Wherever a line of the records contains "below", copy that line.

======== RECORDS SUPPLIED

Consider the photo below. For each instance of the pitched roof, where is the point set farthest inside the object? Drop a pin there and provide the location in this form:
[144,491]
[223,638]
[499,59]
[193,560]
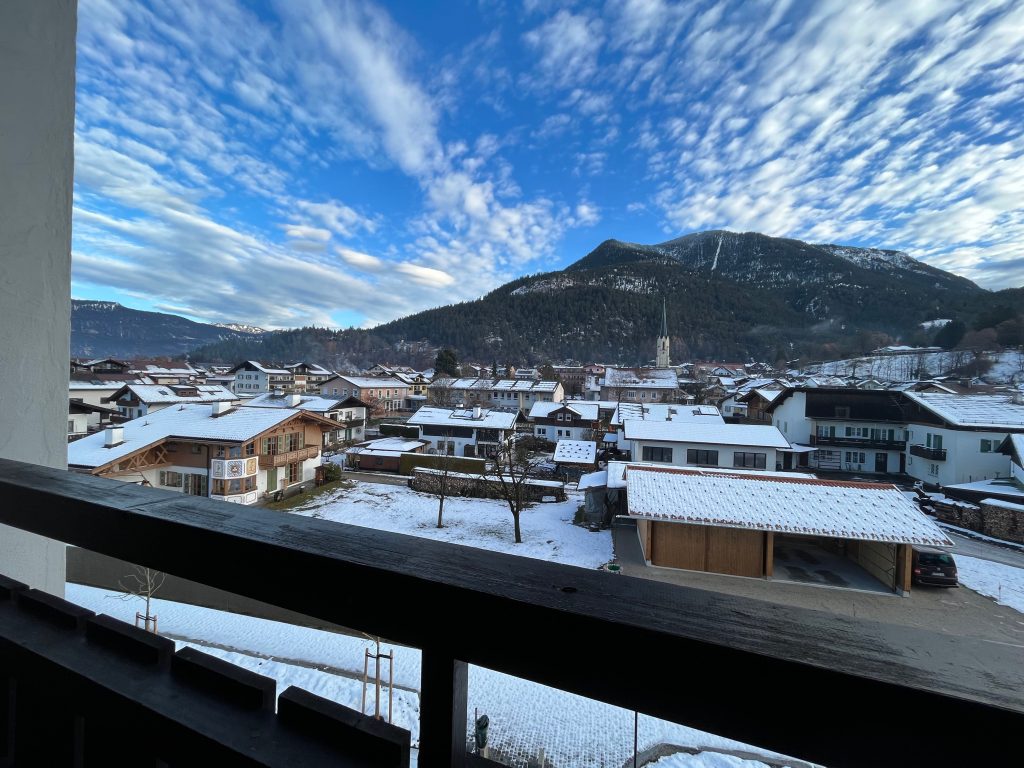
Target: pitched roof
[488,419]
[576,452]
[994,411]
[811,507]
[185,422]
[724,434]
[586,411]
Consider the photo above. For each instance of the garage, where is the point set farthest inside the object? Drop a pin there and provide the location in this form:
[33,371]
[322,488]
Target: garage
[802,529]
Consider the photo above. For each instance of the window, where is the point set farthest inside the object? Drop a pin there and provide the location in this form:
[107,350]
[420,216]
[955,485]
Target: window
[699,456]
[170,479]
[750,460]
[653,454]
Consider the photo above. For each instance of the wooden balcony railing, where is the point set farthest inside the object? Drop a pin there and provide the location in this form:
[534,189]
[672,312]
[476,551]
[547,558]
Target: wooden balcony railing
[938,455]
[859,689]
[268,461]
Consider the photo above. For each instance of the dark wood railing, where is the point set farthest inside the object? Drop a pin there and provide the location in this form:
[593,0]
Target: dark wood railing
[938,455]
[859,689]
[268,461]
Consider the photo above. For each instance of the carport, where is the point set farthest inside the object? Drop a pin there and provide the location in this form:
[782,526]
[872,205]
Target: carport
[826,532]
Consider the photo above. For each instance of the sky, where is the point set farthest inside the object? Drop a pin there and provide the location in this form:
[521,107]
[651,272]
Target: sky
[287,163]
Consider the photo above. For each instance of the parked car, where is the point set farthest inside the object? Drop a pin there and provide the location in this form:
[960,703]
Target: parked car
[934,566]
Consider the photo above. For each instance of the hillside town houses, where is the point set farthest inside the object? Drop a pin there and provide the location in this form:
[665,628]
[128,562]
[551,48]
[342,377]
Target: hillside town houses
[721,467]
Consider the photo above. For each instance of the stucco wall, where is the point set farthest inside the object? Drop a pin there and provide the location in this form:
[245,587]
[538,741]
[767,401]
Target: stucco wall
[37,120]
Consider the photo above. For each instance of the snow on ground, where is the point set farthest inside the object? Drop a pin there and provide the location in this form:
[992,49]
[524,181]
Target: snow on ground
[524,716]
[548,532]
[1005,583]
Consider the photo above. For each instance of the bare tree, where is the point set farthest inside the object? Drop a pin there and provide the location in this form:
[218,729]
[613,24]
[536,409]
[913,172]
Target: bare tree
[142,583]
[514,468]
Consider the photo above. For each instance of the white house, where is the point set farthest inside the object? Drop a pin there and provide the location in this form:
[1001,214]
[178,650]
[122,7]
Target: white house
[474,432]
[133,400]
[689,443]
[229,453]
[574,420]
[349,413]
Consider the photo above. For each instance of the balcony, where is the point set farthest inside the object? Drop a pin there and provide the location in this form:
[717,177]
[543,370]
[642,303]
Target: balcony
[938,455]
[269,461]
[431,595]
[857,442]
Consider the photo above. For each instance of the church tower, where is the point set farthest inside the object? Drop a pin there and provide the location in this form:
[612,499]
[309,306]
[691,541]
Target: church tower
[662,359]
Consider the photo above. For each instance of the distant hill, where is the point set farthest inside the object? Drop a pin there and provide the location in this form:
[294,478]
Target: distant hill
[729,295]
[105,329]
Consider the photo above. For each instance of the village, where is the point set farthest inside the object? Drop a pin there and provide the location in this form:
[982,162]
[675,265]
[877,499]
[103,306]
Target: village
[802,489]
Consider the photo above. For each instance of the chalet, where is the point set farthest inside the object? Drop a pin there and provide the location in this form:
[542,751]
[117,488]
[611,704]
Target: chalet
[503,393]
[233,454]
[639,385]
[688,443]
[349,413]
[810,530]
[381,393]
[843,429]
[252,378]
[383,455]
[133,400]
[577,420]
[306,377]
[473,432]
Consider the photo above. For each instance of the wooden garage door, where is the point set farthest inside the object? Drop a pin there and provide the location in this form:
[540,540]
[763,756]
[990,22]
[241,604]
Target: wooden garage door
[736,552]
[702,548]
[677,546]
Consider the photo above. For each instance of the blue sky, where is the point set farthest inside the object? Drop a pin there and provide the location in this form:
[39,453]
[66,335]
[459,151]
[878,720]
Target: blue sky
[331,163]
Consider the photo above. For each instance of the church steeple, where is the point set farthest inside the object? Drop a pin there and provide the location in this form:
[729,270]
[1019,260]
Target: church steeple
[662,358]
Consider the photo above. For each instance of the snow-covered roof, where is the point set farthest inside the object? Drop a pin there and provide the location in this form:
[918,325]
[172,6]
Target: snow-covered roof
[184,422]
[306,402]
[667,412]
[488,418]
[811,507]
[617,470]
[646,378]
[586,411]
[593,480]
[370,382]
[994,411]
[724,434]
[387,444]
[576,452]
[160,393]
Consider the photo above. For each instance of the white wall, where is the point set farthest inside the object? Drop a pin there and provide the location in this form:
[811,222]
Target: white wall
[37,120]
[965,462]
[725,453]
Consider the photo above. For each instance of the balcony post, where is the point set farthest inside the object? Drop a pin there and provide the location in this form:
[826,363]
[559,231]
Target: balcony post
[443,699]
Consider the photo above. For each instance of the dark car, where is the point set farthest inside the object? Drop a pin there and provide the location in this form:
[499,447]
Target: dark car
[933,566]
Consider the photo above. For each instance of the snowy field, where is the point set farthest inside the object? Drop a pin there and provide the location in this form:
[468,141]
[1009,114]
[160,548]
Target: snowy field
[1007,367]
[548,532]
[1004,583]
[574,732]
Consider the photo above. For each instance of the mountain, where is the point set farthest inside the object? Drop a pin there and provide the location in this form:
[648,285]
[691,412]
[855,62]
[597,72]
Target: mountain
[105,329]
[729,295]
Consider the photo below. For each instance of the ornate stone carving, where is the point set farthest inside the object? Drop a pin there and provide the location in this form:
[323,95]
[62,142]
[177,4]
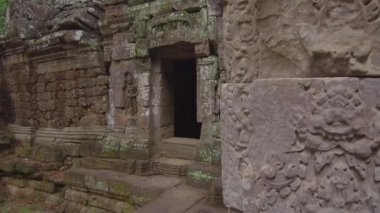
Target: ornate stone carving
[321,154]
[319,38]
[334,138]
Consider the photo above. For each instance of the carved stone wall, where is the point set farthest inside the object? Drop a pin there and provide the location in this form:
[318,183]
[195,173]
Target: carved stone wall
[302,145]
[307,38]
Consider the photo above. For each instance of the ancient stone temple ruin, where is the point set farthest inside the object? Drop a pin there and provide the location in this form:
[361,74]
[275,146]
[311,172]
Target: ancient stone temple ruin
[255,106]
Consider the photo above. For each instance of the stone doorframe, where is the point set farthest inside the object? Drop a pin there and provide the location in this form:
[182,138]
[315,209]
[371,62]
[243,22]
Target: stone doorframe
[162,125]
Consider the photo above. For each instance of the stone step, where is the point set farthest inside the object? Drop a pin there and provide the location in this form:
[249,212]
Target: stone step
[184,148]
[202,175]
[172,166]
[177,200]
[137,190]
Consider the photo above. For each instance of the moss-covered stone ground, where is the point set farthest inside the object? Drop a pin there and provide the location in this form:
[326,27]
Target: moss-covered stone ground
[27,206]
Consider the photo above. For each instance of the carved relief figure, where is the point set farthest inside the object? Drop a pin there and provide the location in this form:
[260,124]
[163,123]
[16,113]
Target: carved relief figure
[340,150]
[130,92]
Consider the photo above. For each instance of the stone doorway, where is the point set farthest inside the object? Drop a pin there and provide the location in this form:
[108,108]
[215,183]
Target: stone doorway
[185,99]
[174,94]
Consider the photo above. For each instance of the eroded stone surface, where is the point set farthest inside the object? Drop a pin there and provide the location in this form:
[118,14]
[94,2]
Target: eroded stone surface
[301,145]
[318,38]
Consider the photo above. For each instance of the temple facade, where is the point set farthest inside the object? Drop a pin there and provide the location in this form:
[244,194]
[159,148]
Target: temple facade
[268,105]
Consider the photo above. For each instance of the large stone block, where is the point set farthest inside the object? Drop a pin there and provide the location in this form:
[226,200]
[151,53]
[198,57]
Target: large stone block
[301,145]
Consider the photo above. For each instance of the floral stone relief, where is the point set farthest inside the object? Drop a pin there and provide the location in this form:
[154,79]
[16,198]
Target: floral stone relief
[314,147]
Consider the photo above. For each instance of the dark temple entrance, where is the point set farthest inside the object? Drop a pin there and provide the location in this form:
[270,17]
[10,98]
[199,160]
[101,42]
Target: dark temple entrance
[185,99]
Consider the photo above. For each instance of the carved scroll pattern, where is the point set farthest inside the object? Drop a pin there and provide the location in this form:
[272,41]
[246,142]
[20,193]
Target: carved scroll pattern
[240,36]
[332,166]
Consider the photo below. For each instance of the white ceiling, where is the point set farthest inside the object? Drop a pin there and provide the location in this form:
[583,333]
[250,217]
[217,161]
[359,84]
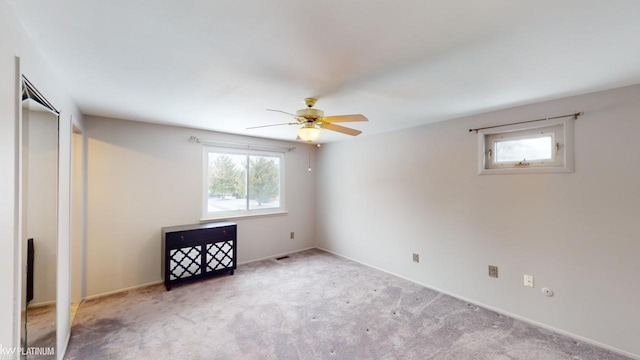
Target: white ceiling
[218,64]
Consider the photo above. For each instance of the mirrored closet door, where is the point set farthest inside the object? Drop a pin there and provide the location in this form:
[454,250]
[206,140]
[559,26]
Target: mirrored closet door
[39,200]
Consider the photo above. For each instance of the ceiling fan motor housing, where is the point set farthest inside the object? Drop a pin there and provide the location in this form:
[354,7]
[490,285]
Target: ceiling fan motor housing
[310,114]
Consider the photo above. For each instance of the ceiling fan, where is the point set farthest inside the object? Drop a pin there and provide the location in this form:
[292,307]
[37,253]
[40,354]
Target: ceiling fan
[313,121]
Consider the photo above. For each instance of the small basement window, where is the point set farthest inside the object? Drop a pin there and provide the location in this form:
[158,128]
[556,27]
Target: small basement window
[546,146]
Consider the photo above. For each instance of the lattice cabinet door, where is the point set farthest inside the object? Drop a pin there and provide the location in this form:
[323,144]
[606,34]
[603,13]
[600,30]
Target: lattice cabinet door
[219,255]
[192,252]
[185,262]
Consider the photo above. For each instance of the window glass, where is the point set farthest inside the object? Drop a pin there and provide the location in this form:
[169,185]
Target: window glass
[238,182]
[527,148]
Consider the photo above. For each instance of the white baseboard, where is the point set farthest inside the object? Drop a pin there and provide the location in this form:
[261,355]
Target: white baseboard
[277,255]
[160,281]
[122,290]
[41,304]
[500,311]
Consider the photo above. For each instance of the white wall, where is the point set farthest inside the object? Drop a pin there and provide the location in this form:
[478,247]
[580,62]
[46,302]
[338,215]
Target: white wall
[381,198]
[142,177]
[14,41]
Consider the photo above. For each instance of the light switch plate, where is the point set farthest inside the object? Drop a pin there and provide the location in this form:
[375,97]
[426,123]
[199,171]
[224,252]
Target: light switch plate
[493,271]
[528,280]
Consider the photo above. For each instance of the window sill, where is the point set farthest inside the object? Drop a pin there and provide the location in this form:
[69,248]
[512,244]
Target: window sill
[244,216]
[531,170]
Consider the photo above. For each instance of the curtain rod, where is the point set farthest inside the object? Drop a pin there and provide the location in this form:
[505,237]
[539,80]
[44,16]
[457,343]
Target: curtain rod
[574,115]
[240,145]
[31,92]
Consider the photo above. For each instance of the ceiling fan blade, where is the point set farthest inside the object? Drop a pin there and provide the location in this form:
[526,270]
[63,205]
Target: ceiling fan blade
[345,118]
[300,119]
[341,129]
[256,127]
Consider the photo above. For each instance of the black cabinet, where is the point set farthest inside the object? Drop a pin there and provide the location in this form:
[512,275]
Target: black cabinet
[191,252]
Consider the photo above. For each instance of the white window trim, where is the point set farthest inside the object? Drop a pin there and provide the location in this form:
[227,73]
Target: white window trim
[566,141]
[239,214]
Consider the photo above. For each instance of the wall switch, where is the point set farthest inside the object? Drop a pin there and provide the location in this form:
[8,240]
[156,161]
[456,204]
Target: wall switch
[528,280]
[493,271]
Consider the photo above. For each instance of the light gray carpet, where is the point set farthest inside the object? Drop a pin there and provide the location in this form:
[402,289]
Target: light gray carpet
[313,305]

================

WRITTEN SOLUTION —
Consider the photo below. For each instance of the pitched roof, where is the point set farthest inside the object? Drop a pin there and provide the location in this form:
Consider the photo below. For each instance of the ornate stone carving, where is the point set farthest inside the object? Drop a pin there and provide the location in this form:
Consider the photo below. For each instance of the white ceiling, where is the point set farthest inside the object? Drop a pin there and provide the location in this form:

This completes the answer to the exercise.